● **EXERCISE**: Please report every line of the records below that contains the word "spice", copying each such line in full.

● **EXERCISE INPUTS**:
╭──
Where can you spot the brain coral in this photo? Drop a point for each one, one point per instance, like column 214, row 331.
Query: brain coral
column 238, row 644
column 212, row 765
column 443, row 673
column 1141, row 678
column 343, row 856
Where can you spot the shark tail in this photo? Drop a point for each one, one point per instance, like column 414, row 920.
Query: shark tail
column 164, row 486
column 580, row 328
╰──
╭──
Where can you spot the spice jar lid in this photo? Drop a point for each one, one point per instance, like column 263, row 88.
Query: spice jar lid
╰──
● **SOLUTION TO THIS EXERCISE**:
Where can you spot the spice jar lid in this photo? Drop a point for each one, one point per instance, like column 263, row 88.
Query: spice jar lid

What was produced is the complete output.